Stated problem: Below are some records; retype all of them exactly.

Provided records:
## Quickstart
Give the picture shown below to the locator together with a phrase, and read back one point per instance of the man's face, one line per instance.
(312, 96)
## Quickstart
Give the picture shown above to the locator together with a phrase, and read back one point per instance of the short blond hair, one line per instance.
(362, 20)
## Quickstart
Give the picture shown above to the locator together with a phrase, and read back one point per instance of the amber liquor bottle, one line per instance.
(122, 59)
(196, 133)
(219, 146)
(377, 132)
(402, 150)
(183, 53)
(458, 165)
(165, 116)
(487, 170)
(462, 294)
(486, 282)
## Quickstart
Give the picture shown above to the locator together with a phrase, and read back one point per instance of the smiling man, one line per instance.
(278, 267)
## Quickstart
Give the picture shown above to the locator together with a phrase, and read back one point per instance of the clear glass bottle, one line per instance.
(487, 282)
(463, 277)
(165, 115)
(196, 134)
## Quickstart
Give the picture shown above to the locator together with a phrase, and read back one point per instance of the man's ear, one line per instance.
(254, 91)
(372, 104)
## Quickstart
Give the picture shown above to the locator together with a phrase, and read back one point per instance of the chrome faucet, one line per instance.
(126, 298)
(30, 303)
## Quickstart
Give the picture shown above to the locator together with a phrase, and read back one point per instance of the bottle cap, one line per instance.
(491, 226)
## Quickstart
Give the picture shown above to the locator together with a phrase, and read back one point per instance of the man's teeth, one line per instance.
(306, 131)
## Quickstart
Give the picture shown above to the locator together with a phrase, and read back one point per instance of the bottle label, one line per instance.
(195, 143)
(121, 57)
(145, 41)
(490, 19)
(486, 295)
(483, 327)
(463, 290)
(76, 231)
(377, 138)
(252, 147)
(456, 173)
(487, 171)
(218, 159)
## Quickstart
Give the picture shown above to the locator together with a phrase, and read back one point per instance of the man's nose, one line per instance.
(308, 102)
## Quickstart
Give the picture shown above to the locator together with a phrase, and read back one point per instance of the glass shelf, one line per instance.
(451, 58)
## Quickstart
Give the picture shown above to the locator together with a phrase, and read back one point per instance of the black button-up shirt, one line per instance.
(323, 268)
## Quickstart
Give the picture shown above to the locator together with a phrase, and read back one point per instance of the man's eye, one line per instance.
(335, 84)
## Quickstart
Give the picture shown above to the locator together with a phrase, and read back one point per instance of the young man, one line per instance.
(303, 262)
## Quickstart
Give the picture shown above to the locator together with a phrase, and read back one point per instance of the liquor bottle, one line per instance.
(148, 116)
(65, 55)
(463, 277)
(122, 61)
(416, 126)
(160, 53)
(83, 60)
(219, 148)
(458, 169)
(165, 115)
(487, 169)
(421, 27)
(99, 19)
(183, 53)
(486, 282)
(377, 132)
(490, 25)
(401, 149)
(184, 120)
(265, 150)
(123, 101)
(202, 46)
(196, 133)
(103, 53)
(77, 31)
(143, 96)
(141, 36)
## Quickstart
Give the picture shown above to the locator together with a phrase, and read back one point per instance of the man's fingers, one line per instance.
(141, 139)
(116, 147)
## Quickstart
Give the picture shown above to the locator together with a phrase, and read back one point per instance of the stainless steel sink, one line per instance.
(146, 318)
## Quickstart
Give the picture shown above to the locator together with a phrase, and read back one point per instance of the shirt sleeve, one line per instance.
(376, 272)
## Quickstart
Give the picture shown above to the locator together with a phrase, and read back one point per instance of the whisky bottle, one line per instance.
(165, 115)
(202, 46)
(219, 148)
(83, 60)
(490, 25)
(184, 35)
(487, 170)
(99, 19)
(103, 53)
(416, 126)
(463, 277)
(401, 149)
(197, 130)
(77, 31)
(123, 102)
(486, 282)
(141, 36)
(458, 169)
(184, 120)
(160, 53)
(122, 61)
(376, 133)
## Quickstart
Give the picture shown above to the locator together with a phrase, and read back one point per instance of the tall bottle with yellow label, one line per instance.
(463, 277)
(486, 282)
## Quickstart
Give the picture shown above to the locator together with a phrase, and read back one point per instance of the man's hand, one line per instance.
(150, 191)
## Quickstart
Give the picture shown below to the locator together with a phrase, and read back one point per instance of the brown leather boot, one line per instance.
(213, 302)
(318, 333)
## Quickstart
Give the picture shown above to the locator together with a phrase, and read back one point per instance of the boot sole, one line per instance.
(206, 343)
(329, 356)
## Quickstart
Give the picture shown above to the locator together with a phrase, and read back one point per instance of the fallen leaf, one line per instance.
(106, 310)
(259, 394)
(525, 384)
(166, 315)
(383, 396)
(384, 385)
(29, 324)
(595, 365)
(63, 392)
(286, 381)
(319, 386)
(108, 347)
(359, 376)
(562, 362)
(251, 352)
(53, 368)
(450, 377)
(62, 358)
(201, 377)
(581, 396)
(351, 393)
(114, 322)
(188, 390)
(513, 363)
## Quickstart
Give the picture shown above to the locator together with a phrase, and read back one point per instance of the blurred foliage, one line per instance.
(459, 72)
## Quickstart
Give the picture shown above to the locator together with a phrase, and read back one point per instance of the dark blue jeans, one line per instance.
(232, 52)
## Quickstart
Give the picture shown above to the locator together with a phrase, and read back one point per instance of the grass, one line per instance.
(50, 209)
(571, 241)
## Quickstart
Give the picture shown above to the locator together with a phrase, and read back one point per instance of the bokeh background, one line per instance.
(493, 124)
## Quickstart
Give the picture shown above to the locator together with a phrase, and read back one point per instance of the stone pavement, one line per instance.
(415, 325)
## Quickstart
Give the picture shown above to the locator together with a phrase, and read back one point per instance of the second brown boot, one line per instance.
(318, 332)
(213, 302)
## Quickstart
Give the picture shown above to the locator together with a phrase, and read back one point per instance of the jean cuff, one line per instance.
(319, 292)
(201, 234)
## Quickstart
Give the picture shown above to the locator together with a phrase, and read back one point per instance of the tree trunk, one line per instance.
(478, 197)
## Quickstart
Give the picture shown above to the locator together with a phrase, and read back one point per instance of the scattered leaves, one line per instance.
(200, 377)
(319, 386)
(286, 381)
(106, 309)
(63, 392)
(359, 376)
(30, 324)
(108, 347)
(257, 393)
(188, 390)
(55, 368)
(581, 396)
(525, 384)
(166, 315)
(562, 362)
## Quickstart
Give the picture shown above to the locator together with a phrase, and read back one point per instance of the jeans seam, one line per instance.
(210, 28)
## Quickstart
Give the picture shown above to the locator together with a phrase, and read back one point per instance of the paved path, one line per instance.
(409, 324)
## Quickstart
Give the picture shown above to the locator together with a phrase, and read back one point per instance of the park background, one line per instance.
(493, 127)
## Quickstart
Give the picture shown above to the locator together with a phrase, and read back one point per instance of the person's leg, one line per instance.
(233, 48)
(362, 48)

Response below:
## Quickstart
Give the picture shown below to the locator together with a phrase, and read back one point per instance of the man's face, one line per instance.
(312, 96)
## Quickstart
Give the picture shown above to the locator together with a phrase, and read back one point per instance of the short blond hair, one line per instance.
(362, 20)
## Quickstart
Give the picture shown above to the locator together with a phrase, and read back one point per instance of the amber liquor bottle, one line per instance.
(122, 59)
(196, 133)
(219, 146)
(377, 132)
(402, 150)
(183, 53)
(458, 165)
(165, 116)
(487, 170)
(462, 294)
(486, 282)
## Quickstart
Give the picture shown above to the locator together with a phrase, and read back one point per instance of the smiling man, one line per instance.
(278, 267)
## Quickstart
Give the picture shown above to the locator together with a phrase, and read back one point per instance of the clear glass bottle, one line per instance.
(487, 282)
(463, 277)
(165, 115)
(196, 134)
## Quickstart
Give the picture shown above to the locator together with a phrase, and read back one point per instance of the man's ear, one line per instance.
(254, 91)
(372, 104)
## Quickstart
Give the picture shown above to the locator together with a phrase, and read back one point per instance of the chrome faucet, one line per instance.
(126, 298)
(30, 303)
## Quickstart
Give the picture shown above to the locator together with a phrase, and read back one point per instance of the bottle cap, one line per instance.
(491, 226)
## Quickstart
Give the picture shown above to the locator together with a phrase, and read back one point per instance of the man's teeth, one line per instance.
(306, 131)
## Quickstart
Give the picture shown above to the locator together with a phrase, and read back one point per instance of the bottle label, one line per instance.
(195, 143)
(121, 57)
(145, 41)
(490, 19)
(486, 295)
(483, 327)
(463, 290)
(76, 231)
(377, 138)
(252, 147)
(456, 173)
(487, 171)
(218, 159)
## Quickstart
Give the picture shown above to the locator together with a phrase, and read back one point per instance of the man's nose, one line per instance.
(308, 102)
## Quickstart
Give the picture shown above to the locator together with a phrase, and read back one point per instance of the glass shelf, one line per instance.
(451, 58)
## Quickstart
Give the picture shown above to the locator together with a phrase, and read back one point per instance of the black button-up shirt, one line per instance.
(323, 268)
## Quickstart
Give the picture shown above to the locator together with a phrase, and read back one point per instance of the man's eye, one line per instance.
(335, 84)
## Quickstart
Give the picture shown above to the locator together with a phrase, and read back one point per instance of the young man, one line per instance.
(303, 262)
## Quickstart
Give the picture shown above to the locator together with a phrase, and read back one point per instance of the liquor bottle, one line per instance.
(148, 116)
(65, 55)
(463, 277)
(122, 61)
(416, 126)
(160, 53)
(83, 60)
(219, 148)
(458, 169)
(165, 115)
(487, 169)
(421, 27)
(99, 19)
(183, 53)
(486, 282)
(377, 132)
(490, 25)
(401, 149)
(184, 120)
(265, 150)
(123, 101)
(202, 46)
(196, 133)
(103, 53)
(77, 31)
(143, 96)
(141, 36)
## Quickstart
Give the picture shown above to the locator together with a phrase, and read back one point per instance of the man's fingers, one line per instance.
(141, 139)
(116, 147)
## Quickstart
Give the picture shown above to the locator together with a phrase, and read back one point per instance of the stainless steel sink, one line per instance.
(146, 318)
## Quickstart
Give the picture shown above to the locator together with a phrase, and read back one point per instance of the shirt sleeve, one line per instance.
(376, 272)
## Quickstart
Give the picture shown above to the locator together with a phrase, and read back one point per instance of the whisky bottle, one line per instance.
(165, 115)
(202, 46)
(219, 148)
(83, 60)
(490, 25)
(184, 35)
(487, 170)
(99, 19)
(103, 53)
(416, 126)
(463, 277)
(401, 149)
(197, 130)
(77, 31)
(123, 102)
(486, 282)
(141, 36)
(458, 169)
(184, 120)
(160, 53)
(122, 61)
(376, 133)
## Quickstart
Give the picture shown above to the locator together with a phrase, and read back one point per instance of the tall bottle with yellow label, one line per instance.
(463, 277)
(486, 282)
## Quickstart
Give the picture shown above to the locator together with a phrase, and read back one point per instance of the man's hand, one line per instance.
(150, 191)
## Quickstart
Give the picture shown below to the locator together with a phrase, and read back one point per instance of the brown leather boot, one line per instance.
(213, 302)
(318, 333)
## Quickstart
Give the picture shown above to the locator together with a phrase, and read back one point per instance of the boot sole, one line per instance.
(206, 343)
(329, 356)
## Quickstart
Give the picture shown above to the locator together with a phrase, and read back one point per instance of the fallen leaf, one line per instance.
(106, 310)
(259, 394)
(525, 384)
(166, 315)
(383, 396)
(384, 385)
(29, 324)
(595, 365)
(63, 392)
(286, 381)
(319, 386)
(108, 347)
(359, 376)
(562, 362)
(251, 352)
(53, 368)
(450, 377)
(62, 358)
(201, 377)
(581, 396)
(351, 393)
(114, 322)
(188, 390)
(513, 363)
## Quickstart
Give the picture shown above to the locator together with a phrase, and read back one point per instance of the blurred foliage, one line per instance.
(459, 72)
## Quickstart
Give the picture shown above to the locator together with a phrase, and read back one point per instance of the dark blue jeans, one line per instance.
(232, 52)
## Quickstart
Give the picture shown above to the locator together with a phrase, and read back one point per instance of the grass, one line per instance.
(50, 209)
(571, 241)
## Quickstart
Give the picture shown above to the locator together with a phrase, and read back one point per instance of the bokeh background, one line per instance.
(493, 124)
## Quickstart
Give the picture shown above to the locator together with a phrase, and read back one point per instance of the stone pavement, one line per instance.
(415, 325)
## Quickstart
Give the picture shown above to the locator together with a phrase, and read back one point per instance of the second brown boot, one line per instance.
(318, 332)
(213, 302)
## Quickstart
Give the picture shown above to the locator together with a phrase, and read back one point per instance of the jean cuff, one line per instance.
(319, 292)
(201, 234)
## Quickstart
Give the picture shown above to the locator together with a phrase, and read back one point per instance of the tree trunk, one line per instance.
(478, 197)
## Quickstart
Give the picture shown above to the locator together with a phrase, and read back one point per instance of the scattered leaves, one line per instance.
(200, 377)
(319, 386)
(286, 381)
(106, 309)
(63, 392)
(359, 376)
(30, 324)
(108, 347)
(257, 393)
(188, 390)
(55, 368)
(581, 396)
(525, 384)
(166, 315)
(562, 362)
## Quickstart
Give the picture shown above to the locator together with a phrase, and read back one point per instance of the jeans seam, one line per instance.
(210, 28)
## Quickstart
Give the picture shown above to the locator together with a phrase, and read back one point per instance of the paved path, one line per instance.
(409, 324)
## Quickstart
Give the picture shown above to the locator together with a phrase, and read back one point per instance of the park background, one line per instance.
(493, 127)
## Quickstart
Give the picture shown above to the locator together with a phrase, and read back one point per instance of the person's leg, one line per instance.
(233, 48)
(362, 48)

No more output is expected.